**INSTRUCTION**
Rescale the lines below, requests included, by multiplying every coordinate in the answer paths by 1.35 and rounding to whole numbers with halves rounded up, leaving the numbers in the requests and their format samples unchanged. Leave the pictures out of your answer.

### RECORD EXCERPTS

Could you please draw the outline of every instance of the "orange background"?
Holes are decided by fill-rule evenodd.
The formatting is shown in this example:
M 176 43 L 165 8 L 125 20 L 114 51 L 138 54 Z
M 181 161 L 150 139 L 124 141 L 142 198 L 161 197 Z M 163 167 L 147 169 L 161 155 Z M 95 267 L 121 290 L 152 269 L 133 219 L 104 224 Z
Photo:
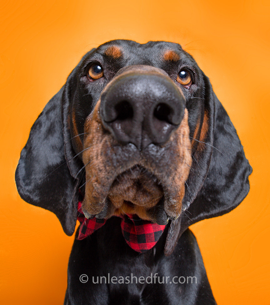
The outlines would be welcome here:
M 219 305 L 270 304 L 269 3 L 2 2 L 1 304 L 63 301 L 74 237 L 54 215 L 20 198 L 14 172 L 32 124 L 82 56 L 123 38 L 178 42 L 209 77 L 253 172 L 238 207 L 191 228 Z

######

**TASK RESPONSE**
Could you please draw the outline of every instance of the "orange background"?
Holes are decided by fill-rule evenodd.
The formatting is shown in this example:
M 176 43 L 165 8 L 125 20 L 114 51 L 138 54 Z
M 181 161 L 150 139 L 124 141 L 142 198 L 161 197 Z M 163 167 L 147 169 L 161 155 Z M 95 267 L 121 290 L 152 269 L 133 219 L 104 224 Z
Photo:
The outlines would be welcome here:
M 296 412 L 365 410 L 363 4 L 3 3 L 1 410 L 85 406 L 100 320 L 73 290 L 27 267 L 19 232 L 43 167 L 111 76 L 166 51 L 240 57 L 282 104 L 342 232 L 321 279 L 258 308 Z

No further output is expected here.